▶ _Task to carry out_:
Put the lines of the entries into a numbered list, from the first line through the line with "189], [71, 192]]", leaving out any blank lines.

Contour labeling entries

— Start —

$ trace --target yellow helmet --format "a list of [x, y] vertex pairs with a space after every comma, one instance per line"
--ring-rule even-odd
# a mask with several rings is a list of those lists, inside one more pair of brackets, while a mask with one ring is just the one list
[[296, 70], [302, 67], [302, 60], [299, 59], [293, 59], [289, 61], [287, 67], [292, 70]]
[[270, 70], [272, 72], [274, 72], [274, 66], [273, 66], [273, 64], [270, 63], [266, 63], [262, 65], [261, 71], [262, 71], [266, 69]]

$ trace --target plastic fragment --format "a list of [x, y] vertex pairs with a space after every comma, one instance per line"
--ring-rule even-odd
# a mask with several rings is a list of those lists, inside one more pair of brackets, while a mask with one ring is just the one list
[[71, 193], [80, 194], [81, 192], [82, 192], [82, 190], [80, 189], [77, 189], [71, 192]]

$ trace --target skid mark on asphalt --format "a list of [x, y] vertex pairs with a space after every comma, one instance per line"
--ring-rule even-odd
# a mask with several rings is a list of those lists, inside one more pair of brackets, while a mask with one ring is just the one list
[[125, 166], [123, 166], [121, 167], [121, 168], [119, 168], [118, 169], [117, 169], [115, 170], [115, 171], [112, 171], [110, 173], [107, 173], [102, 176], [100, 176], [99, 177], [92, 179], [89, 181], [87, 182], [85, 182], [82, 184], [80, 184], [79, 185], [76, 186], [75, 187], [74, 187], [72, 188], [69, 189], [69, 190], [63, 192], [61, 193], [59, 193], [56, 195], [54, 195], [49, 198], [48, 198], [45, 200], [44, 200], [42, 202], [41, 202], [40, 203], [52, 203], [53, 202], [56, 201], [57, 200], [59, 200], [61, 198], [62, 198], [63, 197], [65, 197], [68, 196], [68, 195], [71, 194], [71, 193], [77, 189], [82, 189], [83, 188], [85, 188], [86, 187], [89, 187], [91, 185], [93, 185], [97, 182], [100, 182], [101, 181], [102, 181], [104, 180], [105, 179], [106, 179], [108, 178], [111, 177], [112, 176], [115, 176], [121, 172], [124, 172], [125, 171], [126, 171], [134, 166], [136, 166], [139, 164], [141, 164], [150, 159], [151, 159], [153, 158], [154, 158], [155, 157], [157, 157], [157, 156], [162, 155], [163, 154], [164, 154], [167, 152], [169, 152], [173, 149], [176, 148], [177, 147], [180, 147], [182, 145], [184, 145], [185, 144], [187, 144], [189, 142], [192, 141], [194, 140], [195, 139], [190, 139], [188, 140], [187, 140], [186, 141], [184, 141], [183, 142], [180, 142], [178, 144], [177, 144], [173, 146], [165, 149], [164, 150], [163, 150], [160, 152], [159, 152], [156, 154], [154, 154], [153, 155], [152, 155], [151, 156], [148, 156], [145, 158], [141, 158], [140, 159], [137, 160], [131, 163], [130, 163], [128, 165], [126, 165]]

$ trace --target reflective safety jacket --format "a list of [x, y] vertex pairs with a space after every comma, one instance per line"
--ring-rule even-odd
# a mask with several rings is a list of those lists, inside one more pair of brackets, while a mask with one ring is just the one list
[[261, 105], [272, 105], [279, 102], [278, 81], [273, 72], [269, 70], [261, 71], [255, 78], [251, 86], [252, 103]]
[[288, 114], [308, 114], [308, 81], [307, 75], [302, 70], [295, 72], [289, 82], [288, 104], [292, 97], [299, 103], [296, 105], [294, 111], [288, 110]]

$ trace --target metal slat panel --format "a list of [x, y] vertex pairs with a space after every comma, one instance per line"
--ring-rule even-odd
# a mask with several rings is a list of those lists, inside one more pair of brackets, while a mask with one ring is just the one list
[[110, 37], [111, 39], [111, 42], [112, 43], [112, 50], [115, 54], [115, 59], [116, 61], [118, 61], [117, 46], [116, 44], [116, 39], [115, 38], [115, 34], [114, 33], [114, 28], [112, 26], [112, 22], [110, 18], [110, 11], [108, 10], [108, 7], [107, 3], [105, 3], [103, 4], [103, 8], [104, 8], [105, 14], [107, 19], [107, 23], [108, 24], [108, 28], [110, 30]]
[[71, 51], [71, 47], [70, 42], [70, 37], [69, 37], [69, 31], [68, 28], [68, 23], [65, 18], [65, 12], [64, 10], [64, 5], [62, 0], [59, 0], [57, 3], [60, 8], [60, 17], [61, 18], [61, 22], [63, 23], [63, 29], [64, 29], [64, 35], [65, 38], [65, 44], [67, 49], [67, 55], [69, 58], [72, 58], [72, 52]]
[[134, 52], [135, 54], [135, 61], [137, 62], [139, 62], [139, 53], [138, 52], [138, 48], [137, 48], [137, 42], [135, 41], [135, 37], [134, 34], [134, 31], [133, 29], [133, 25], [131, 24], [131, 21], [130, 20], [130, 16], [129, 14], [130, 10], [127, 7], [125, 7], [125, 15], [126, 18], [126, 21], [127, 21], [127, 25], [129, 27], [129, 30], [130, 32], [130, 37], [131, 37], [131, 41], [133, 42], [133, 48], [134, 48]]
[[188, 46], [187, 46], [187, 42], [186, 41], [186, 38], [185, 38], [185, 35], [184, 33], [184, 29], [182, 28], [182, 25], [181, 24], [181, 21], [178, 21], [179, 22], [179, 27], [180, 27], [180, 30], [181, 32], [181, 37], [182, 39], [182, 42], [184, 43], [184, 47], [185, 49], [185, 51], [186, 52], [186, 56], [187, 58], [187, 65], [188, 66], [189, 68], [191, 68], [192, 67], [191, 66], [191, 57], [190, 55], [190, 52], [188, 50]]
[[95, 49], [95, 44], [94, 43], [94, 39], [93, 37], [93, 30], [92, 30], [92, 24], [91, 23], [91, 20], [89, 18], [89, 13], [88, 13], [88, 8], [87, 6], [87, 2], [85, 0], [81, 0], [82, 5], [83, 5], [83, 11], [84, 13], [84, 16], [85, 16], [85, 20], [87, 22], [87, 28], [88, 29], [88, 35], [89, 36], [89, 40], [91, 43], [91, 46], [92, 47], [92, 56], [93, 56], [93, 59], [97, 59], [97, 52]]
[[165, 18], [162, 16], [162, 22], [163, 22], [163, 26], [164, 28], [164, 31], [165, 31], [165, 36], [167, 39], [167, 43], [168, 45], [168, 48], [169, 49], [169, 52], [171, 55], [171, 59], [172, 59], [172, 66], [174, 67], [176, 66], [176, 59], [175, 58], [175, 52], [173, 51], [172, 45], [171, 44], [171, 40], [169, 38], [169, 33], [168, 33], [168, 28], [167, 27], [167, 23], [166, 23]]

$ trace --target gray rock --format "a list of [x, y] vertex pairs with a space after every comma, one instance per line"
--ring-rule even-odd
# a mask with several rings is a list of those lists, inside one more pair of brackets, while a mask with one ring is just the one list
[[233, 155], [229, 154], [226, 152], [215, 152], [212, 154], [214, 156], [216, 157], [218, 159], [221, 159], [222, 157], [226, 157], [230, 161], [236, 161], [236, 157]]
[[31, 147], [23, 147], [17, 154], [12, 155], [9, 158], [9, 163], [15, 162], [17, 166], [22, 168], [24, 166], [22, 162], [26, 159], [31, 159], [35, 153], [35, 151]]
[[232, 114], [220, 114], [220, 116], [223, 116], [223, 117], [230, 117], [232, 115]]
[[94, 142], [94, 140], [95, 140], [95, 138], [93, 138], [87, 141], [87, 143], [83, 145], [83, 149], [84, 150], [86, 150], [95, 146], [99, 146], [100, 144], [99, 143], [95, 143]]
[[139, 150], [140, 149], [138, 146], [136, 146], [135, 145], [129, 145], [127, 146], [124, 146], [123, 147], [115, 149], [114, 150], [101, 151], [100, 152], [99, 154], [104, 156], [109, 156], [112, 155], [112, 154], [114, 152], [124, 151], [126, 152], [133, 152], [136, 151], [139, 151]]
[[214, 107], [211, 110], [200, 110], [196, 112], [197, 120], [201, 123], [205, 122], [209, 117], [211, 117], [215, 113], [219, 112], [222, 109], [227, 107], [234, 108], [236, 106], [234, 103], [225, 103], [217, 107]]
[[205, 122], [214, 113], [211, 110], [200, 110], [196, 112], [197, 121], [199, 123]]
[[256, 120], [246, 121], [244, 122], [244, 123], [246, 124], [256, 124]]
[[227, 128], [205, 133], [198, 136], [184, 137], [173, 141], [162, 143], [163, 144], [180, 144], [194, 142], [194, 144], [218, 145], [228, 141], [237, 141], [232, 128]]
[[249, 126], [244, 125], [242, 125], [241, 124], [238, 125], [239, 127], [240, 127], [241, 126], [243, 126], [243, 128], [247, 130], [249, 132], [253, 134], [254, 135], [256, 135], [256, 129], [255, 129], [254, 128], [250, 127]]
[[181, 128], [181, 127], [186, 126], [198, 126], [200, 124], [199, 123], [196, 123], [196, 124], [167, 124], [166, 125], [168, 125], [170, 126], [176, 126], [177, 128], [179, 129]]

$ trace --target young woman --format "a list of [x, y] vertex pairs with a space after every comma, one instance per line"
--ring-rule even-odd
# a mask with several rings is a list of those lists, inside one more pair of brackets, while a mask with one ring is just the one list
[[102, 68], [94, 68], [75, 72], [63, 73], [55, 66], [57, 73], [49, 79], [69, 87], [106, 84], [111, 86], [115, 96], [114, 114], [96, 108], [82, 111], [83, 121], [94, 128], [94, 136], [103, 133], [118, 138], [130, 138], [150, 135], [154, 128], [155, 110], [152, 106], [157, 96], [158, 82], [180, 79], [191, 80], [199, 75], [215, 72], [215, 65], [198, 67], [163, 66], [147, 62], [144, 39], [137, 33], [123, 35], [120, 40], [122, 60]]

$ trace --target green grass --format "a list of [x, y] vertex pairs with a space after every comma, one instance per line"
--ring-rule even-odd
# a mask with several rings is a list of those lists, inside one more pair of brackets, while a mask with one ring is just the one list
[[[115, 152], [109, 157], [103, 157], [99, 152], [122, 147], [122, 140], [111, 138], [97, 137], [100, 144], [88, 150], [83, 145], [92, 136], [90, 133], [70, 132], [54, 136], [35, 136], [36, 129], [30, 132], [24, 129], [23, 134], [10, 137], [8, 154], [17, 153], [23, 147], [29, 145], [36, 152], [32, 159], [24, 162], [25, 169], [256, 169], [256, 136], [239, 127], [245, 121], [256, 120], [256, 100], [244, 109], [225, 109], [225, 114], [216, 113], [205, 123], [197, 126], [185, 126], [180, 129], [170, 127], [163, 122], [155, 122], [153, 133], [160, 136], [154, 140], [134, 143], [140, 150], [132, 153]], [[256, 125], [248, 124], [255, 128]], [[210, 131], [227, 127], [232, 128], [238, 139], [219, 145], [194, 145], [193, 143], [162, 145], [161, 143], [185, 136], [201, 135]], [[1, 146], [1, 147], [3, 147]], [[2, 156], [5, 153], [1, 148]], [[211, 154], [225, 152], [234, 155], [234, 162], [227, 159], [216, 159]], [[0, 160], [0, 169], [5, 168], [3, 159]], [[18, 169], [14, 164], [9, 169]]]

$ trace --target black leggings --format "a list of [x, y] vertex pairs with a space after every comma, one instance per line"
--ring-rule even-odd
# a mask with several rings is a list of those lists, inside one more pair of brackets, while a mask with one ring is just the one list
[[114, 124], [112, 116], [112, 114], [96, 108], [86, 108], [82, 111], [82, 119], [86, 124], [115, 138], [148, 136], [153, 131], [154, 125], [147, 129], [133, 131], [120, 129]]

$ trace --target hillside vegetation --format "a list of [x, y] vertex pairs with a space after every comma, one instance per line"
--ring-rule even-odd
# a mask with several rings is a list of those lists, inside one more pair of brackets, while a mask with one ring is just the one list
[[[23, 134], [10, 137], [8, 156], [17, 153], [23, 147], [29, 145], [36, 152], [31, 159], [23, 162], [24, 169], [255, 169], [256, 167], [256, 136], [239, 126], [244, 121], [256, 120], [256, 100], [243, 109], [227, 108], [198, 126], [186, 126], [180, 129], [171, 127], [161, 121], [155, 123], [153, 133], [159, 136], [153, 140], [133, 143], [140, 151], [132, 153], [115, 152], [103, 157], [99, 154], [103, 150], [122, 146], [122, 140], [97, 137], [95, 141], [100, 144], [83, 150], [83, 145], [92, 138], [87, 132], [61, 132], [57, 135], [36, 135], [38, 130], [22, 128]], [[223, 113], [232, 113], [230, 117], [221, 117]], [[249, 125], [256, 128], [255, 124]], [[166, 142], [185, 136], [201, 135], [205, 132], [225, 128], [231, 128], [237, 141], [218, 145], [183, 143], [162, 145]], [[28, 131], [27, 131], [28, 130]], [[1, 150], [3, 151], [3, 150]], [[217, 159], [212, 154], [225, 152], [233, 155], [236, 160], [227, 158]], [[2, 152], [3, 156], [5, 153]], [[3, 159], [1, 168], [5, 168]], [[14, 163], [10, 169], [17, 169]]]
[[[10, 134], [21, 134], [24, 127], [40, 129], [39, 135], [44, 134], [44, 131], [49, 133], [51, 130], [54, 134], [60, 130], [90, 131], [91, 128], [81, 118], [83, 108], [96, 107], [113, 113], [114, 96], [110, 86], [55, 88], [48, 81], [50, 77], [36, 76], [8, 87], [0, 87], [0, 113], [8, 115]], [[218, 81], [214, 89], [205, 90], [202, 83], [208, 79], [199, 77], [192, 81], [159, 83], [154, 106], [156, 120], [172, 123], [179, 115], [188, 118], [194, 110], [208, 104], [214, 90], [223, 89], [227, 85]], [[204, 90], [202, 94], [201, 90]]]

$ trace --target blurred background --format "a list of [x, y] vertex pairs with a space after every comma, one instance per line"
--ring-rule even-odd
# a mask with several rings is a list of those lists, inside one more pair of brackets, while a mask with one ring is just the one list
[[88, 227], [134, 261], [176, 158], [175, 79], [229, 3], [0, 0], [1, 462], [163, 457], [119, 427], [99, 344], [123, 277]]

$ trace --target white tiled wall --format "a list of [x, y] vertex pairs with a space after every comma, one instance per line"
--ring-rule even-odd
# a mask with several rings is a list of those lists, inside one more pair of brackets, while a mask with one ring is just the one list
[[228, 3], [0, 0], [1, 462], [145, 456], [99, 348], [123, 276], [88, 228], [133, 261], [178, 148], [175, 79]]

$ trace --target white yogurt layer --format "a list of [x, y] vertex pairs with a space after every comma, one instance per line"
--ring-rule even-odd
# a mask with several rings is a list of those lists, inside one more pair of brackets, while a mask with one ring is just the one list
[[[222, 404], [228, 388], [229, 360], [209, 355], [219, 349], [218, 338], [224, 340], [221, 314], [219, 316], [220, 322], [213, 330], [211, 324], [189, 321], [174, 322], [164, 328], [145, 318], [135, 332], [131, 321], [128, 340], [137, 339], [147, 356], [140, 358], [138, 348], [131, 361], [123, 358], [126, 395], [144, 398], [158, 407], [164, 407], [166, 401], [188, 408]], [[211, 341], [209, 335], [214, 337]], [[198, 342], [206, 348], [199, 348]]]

— End —

▶ _Response_:
1. $ trace --target yellow helmet --format "a list of [x, y] vertex pairs with a space after every comma, one instance per line"
2. --ring-rule even-odd
3. # a mask with several rings is a list of those lists, inside one more pair of brackets, while a mask with one ring is just the one list
4. [[296, 70], [302, 67], [302, 60], [299, 59], [293, 59], [289, 61], [287, 67], [292, 70]]
5. [[270, 70], [272, 72], [274, 72], [274, 66], [273, 66], [273, 64], [270, 63], [266, 63], [262, 65], [261, 71], [262, 71], [266, 69]]
6. $ trace --target plastic fragment --format "a list of [x, y] vertex pairs with a space after every comma, one instance per line"
7. --ring-rule even-odd
8. # a mask with several rings is a list of those lists, inside one more pair of brackets, while a mask with one ring is just the one list
9. [[71, 193], [80, 194], [81, 192], [82, 192], [82, 190], [80, 189], [77, 189], [71, 192]]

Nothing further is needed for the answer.